» **Goal of the exercise**: Summarize the flat-pack shelf essay below in two sentences.

#98: The Flat-Pack Shelf

Building a shelf and building a home

Eleanor Scorah
Jul 30, 2017 · 3 min read

Adulthood creeps up on you. You’re at home curled up in your childhood bedroom re-reading your favourite books and then suddenly you’re building flat-packed furniture in your first flat.

I laid out all the pieces of this shelf in order. I examined the instructions. And screw by screw it progressed from flat to 3D, from useless pile of wood to book-holder and plant-presenter. Admittedly, I had my Dad’s help, and the assistance of his fancier screwdriver, but now he is gone and I am left sitting opposite the shelf, wondering where the instructions to my life are, what are the screws that will hold it together, what are the books that are filling in the gaps?

I have lived here for a week now, and, revealing me as a true materialist, it is objects like this shelf, or the wooden tray from the charity shop, or the colourful rug I carted home on public transport, that are making it feel like home. Renting is strange. Everything feels borrowed. So to have something definitely mine, built by my own hands, is important to me. This is apparently a recognisable trend among ‘millenials’, with small, quirky, easily removable items experiencing a spike in popularity; a way for young people restricted by money and the conditions of renting to personalise their home.

» **Excerpt from a dataset**:
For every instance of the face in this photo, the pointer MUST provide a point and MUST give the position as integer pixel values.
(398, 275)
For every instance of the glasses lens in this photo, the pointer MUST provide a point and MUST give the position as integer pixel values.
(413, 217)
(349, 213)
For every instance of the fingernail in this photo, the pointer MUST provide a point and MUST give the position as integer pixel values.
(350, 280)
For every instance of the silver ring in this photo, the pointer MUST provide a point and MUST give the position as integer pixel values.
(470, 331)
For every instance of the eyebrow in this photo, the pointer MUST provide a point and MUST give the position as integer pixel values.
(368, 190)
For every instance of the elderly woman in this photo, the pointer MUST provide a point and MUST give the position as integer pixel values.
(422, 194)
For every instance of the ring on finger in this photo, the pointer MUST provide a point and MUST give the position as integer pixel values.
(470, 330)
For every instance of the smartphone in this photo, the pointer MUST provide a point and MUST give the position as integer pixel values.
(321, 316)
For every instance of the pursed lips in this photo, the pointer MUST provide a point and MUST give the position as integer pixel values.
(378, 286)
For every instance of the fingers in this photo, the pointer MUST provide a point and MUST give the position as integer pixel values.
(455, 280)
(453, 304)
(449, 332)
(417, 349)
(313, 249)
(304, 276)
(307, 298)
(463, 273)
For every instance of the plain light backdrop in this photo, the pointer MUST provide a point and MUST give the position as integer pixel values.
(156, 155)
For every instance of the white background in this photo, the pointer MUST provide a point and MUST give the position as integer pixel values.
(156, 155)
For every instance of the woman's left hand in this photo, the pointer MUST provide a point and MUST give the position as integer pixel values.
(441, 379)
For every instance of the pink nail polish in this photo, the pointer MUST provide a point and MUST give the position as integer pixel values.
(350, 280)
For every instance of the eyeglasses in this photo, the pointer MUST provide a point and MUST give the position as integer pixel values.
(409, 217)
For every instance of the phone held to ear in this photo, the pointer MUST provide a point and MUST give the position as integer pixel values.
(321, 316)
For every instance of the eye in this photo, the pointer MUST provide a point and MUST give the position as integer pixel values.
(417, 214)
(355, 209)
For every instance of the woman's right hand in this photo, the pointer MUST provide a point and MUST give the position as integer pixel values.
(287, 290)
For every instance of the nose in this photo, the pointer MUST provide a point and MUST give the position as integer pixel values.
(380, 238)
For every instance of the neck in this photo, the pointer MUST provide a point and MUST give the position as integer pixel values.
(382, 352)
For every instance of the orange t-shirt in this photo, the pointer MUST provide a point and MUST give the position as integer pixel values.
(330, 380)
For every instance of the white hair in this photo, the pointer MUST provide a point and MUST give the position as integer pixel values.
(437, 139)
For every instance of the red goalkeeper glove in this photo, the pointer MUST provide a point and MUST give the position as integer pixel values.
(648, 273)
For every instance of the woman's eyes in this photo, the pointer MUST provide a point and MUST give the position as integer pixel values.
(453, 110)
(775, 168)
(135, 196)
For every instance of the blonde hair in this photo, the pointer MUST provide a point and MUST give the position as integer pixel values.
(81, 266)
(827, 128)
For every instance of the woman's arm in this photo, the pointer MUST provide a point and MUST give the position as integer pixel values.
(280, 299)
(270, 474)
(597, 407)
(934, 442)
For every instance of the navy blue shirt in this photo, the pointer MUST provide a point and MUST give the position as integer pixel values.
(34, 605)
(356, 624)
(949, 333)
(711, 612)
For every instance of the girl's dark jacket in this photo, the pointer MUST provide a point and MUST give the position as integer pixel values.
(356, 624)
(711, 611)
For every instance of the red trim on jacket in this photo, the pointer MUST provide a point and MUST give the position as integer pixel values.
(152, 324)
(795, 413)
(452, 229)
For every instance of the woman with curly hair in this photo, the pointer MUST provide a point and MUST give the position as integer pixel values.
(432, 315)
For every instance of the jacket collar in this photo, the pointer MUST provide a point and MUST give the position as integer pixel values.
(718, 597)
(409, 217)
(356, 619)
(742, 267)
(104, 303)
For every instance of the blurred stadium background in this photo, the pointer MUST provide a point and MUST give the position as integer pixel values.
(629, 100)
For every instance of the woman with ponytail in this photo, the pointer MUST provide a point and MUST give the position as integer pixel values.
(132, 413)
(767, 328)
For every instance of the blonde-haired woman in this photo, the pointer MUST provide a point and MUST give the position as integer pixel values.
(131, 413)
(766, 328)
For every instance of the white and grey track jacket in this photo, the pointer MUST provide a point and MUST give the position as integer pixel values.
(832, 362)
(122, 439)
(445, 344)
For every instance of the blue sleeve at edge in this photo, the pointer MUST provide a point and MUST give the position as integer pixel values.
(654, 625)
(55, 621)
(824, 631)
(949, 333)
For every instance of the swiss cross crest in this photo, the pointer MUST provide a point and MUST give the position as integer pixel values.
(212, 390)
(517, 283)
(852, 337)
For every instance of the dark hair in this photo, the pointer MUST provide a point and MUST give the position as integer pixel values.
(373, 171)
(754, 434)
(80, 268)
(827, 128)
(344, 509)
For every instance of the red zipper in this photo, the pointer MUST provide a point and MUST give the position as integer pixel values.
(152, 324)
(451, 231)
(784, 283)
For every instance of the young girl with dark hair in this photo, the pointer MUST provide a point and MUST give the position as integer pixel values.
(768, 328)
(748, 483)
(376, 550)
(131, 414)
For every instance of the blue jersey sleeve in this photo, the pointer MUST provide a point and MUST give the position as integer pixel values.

» **Task solution**: After moving into a first flat, the writer assembled a flat-pack shelf with a father's help and now sits facing it, wondering where the instructions to life are. A week in, objects like the shelf, a charity-shop tray and a colorful rug are making the rented flat feel like home, which reflects a trend among millennials who use small, easily removable items to personalize homes despite limits of money and renting.